= Records =
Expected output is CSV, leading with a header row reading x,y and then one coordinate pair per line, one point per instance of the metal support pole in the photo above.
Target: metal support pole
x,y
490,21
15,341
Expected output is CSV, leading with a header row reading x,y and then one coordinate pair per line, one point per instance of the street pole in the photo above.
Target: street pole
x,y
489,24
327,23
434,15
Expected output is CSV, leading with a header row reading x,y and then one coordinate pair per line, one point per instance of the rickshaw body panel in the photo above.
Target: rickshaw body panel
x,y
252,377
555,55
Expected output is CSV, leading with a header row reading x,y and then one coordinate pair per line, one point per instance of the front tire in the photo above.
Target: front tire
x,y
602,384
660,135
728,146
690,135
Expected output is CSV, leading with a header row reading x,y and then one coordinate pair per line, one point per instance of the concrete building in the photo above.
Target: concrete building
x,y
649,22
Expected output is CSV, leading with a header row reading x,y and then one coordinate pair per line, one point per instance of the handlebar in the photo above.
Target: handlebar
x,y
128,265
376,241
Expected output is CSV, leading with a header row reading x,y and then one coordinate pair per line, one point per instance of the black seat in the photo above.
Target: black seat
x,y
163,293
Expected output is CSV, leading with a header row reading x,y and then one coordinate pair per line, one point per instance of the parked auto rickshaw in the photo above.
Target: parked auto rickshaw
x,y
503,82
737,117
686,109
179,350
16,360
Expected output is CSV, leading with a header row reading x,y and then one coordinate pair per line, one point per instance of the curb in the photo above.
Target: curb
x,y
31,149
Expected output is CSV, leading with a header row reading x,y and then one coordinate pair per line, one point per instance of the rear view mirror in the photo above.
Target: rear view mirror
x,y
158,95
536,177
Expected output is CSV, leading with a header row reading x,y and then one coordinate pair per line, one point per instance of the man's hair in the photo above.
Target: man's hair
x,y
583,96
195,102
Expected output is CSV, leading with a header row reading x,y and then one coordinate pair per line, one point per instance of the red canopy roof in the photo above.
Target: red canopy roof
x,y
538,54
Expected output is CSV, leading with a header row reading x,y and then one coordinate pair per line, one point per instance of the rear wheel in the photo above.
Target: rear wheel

= Objective =
Write the listing out again, exactly as it reads.

= Result of the exercise =
Expected output is CSV, leading with a header row reading x,y and then one coordinate pair per line, one point per instance of the metal support pole in the photo above.
Target: metal support pole
x,y
490,21
15,341
Expected output is CSV, leading with a header row reading x,y and then one coordinate pair per line, one point per instance of the street pole in the photo above.
Target: street pole
x,y
489,24
327,23
434,15
Expected output is CSV, leading with a header row reading x,y and then one coordinate pair per line, one point per instance of the rickshaw body panel in the photo above.
Target: rickshaw body panel
x,y
252,377
555,55
Expected output is CSV, leading with a header row reading x,y and then one coordinate pair per line, one point per instance of the front tire in the photo above.
Target: front tire
x,y
602,384
660,135
728,146
690,135
Expected output is CSV, leading with a header row reading x,y and then one coordinate pair per line, one point per instance of the concrete building in the photo above.
Target: concrete building
x,y
649,22
Expected output is CSV, leading with a header row reading x,y and then one coordinate pair per line, one point per instance of the handlebar in the photo above.
Target: handlebar
x,y
128,265
376,241
Expected output is CSV, leading with a header row reading x,y and then one coordinate pair per line, one point per instance of the black seat in the photo above.
Target: black seat
x,y
163,293
Expected output is CSV, leading with a header row reading x,y and then one coordinate pair per line, one point per instance of the parked auto rickshaw in the photo above.
Target: parked auto rickshaw
x,y
503,82
737,117
686,109
179,350
16,360
Expected output is CSV, leading with a header row reading x,y and then one coordinate pair per line, one point per instance of the curb in the photo above.
Target: curb
x,y
31,149
Expected output is CSV, leading with a header row reading x,y and then one coordinate pair per line, one point per instance of the rear view mirror in the photo above.
Target: rear view mirror
x,y
158,95
536,177
Expected output is CSV, leading with a header row reading x,y and then one coordinate pair per line, one point per instance of the man's hair in the photo above.
Target: man's hair
x,y
583,96
195,102
Expected output is CSV, leading with a header row reading x,y and then one coordinate pair per line, one point per instance of the red canopy roof in the photo above.
Target: red canopy roof
x,y
538,54
Expected output is CSV, leading with a header row reading x,y and then one coordinate pair per line, one point per instance of the rear wheel in the photo above.
Target: rear wheel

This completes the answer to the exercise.